> [Records for the exercise]:
──────────────────────────────

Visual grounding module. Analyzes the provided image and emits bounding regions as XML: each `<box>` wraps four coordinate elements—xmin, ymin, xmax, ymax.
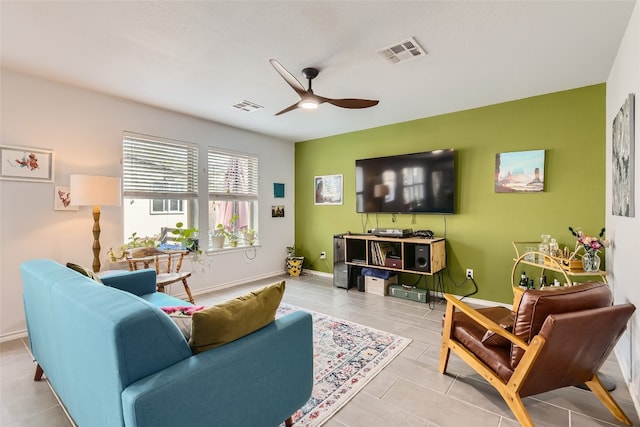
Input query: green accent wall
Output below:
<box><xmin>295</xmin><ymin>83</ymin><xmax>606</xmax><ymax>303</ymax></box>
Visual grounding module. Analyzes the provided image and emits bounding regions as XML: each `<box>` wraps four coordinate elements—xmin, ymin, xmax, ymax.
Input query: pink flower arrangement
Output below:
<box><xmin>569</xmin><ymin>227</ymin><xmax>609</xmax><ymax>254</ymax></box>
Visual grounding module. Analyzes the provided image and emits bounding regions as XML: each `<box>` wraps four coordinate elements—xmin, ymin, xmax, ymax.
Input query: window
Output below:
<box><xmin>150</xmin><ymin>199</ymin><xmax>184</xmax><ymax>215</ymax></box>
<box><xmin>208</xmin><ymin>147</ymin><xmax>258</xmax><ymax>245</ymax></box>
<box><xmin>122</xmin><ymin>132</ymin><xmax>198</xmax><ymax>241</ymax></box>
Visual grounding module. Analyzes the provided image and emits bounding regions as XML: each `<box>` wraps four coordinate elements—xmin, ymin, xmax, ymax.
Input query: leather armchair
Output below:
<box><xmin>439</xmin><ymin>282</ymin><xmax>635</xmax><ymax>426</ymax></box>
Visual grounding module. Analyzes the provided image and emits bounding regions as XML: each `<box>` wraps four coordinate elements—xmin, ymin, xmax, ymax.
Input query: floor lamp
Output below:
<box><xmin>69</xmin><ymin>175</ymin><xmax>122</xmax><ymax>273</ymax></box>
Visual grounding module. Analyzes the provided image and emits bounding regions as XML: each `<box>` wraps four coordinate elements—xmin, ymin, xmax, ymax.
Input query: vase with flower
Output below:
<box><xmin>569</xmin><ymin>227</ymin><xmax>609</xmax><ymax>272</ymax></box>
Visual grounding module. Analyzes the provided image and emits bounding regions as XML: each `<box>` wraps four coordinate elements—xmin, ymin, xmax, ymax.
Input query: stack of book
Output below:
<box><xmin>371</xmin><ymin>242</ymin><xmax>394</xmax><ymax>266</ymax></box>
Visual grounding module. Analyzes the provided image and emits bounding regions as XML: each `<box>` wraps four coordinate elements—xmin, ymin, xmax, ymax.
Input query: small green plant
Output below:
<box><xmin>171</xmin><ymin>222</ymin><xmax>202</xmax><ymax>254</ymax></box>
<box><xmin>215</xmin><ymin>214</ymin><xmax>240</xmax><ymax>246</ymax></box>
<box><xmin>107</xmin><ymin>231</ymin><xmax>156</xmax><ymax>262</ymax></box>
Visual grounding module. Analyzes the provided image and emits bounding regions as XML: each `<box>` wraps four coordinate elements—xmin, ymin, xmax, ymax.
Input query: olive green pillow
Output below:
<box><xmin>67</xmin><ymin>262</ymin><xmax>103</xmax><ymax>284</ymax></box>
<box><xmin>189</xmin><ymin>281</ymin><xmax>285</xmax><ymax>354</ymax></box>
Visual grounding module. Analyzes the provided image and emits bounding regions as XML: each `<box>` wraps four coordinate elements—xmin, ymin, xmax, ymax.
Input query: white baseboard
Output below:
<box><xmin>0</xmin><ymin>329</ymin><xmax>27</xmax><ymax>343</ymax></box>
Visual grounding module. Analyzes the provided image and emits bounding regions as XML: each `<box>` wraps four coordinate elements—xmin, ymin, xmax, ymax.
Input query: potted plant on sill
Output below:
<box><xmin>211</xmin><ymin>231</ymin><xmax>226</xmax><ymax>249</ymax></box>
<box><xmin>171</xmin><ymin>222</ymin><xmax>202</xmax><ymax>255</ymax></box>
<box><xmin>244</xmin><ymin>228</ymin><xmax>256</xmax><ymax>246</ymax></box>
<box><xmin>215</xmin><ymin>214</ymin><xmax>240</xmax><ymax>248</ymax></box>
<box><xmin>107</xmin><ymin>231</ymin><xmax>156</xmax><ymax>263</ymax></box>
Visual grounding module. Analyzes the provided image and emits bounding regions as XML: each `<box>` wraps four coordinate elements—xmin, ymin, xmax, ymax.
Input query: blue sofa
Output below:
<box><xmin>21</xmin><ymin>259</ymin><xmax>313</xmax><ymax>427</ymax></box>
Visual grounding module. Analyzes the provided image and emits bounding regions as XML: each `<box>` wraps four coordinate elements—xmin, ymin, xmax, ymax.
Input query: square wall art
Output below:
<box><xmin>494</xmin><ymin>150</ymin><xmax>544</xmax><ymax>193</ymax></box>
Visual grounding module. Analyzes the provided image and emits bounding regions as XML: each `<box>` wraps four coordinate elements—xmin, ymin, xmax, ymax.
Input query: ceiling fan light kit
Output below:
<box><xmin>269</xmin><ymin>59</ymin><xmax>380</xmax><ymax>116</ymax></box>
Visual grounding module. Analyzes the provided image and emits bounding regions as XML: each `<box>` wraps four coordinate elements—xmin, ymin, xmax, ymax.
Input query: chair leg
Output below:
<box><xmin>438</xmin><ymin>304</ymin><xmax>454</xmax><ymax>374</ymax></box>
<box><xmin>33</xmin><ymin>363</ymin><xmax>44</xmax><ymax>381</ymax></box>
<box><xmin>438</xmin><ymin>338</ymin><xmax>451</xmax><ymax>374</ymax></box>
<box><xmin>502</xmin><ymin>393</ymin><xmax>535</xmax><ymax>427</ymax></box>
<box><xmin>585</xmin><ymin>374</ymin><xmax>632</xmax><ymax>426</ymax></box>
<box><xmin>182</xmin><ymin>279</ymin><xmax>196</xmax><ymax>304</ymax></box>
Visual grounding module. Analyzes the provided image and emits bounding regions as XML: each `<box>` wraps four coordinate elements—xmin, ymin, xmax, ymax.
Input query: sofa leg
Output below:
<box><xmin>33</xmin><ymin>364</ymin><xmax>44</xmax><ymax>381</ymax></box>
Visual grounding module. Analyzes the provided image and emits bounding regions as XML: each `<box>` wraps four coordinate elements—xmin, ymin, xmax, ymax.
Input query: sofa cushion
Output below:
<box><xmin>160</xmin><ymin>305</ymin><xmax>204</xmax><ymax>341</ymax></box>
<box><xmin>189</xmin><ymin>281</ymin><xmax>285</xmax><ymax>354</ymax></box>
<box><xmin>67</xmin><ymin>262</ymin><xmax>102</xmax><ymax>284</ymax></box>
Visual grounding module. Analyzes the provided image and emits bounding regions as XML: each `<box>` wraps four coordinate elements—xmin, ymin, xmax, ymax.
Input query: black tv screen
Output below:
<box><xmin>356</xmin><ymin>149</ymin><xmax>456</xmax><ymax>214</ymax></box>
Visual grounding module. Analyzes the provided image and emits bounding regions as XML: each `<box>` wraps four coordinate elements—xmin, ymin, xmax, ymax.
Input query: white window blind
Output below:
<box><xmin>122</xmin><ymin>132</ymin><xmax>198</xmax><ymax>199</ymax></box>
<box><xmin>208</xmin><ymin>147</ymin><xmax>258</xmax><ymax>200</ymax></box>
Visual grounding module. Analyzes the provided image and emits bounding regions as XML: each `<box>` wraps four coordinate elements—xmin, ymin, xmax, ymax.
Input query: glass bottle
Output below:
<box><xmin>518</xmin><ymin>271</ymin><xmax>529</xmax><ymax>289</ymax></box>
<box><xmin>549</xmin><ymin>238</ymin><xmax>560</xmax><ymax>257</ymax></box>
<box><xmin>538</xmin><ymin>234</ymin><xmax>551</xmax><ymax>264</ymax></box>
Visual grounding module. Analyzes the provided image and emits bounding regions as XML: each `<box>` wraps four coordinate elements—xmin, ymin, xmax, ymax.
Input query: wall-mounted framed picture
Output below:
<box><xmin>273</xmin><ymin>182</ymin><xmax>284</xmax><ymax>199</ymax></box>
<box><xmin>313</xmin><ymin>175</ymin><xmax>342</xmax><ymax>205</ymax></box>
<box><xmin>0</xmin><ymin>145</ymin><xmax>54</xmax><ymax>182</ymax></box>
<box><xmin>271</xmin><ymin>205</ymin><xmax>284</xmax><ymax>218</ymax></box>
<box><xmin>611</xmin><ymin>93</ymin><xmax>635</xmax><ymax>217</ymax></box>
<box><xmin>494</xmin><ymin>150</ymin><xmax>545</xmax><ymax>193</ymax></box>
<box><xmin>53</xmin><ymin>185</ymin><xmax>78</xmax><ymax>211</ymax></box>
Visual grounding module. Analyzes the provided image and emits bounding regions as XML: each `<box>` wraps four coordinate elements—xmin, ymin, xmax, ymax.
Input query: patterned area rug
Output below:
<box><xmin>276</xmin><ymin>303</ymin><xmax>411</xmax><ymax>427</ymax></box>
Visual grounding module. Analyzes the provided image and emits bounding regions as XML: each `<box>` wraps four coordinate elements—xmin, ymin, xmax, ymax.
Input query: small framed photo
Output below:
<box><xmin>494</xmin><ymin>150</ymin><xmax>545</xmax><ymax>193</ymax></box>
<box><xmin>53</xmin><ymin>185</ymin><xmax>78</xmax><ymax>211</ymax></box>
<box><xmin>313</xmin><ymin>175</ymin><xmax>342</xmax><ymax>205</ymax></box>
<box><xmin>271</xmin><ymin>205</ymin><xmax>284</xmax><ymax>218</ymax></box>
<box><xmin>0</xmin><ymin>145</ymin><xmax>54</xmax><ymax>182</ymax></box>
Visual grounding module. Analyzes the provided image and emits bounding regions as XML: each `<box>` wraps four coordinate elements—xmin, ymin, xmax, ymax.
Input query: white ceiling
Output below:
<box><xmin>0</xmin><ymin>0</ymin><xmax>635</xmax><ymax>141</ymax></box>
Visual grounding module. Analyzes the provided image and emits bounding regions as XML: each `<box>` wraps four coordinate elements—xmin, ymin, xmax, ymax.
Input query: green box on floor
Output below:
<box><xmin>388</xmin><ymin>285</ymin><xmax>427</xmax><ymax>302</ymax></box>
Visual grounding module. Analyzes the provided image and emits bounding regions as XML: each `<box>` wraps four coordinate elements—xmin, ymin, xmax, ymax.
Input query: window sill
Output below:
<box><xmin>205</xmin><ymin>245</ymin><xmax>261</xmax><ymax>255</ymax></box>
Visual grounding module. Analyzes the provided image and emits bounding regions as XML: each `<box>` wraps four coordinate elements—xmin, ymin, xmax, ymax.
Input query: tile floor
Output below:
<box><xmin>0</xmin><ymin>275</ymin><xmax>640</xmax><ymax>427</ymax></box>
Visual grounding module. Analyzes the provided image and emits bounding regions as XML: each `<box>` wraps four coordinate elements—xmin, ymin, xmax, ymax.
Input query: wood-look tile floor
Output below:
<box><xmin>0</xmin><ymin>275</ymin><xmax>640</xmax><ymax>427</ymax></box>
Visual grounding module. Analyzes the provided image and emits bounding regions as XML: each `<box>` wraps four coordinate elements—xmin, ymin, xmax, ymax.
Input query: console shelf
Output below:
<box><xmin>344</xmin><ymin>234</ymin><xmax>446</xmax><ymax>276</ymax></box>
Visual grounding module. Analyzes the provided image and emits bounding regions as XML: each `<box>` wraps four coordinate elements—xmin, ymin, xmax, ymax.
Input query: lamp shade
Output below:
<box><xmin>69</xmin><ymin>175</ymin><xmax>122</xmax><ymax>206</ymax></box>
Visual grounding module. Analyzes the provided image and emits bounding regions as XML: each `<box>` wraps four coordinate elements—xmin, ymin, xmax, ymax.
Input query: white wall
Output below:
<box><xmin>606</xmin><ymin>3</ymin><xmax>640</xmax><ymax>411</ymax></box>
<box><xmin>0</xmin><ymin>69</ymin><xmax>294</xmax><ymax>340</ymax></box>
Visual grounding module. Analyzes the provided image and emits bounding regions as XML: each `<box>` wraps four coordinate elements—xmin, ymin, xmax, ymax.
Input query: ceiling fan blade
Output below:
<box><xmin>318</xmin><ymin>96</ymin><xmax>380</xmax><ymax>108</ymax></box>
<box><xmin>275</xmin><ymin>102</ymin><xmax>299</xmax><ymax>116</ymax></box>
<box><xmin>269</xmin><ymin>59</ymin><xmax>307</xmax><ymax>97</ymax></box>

──────────────────────────────

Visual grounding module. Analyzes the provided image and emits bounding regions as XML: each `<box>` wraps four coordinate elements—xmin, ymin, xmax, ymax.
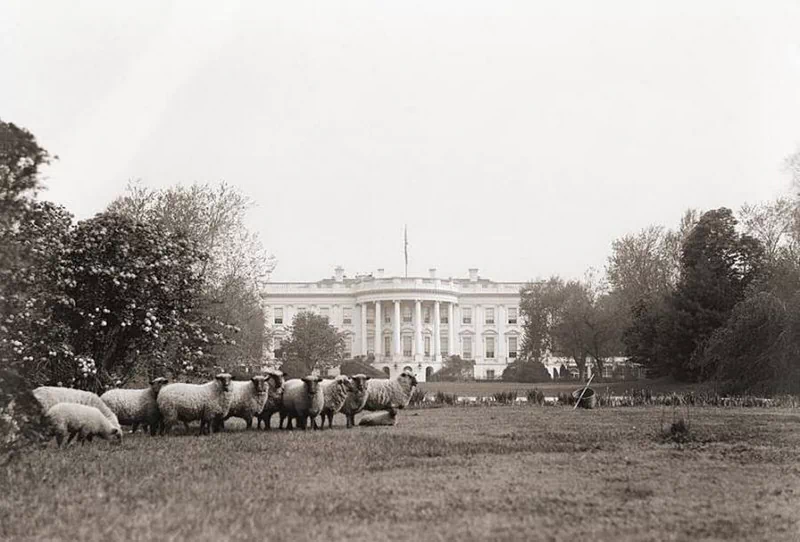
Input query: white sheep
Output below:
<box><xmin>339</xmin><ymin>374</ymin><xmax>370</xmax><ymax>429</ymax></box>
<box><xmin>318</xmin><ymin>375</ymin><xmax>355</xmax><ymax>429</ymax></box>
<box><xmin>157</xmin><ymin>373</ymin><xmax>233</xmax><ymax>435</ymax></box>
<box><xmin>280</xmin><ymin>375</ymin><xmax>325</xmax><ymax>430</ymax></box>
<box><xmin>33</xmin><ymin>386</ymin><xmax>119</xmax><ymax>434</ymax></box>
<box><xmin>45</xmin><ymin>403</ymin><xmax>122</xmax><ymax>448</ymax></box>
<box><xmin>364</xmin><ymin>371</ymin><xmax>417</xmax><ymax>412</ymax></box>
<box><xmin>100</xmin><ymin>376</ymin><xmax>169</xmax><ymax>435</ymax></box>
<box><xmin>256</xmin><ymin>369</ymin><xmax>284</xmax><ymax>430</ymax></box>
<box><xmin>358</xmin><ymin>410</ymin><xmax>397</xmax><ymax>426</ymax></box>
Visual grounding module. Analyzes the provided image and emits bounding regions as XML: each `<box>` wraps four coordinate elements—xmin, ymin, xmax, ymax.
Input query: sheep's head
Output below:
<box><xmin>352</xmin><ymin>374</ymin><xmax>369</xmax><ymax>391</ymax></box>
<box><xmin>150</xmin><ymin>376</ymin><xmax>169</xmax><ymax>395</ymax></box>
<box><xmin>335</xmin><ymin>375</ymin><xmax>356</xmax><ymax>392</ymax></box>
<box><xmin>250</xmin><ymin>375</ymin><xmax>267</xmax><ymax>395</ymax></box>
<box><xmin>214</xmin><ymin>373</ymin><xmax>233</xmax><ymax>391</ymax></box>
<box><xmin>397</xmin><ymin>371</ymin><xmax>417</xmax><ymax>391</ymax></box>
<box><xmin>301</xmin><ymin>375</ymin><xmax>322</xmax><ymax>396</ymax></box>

──────────────────────────────

> [What to do]: Pick out every line in the records above that contains the string "wall", matching case exactly, and copy each of those lines in full.

> [Finished exercise]:
Input query: green accent wall
Input query: square wall art
Input query: wall-mounted framed picture
Input query: white wall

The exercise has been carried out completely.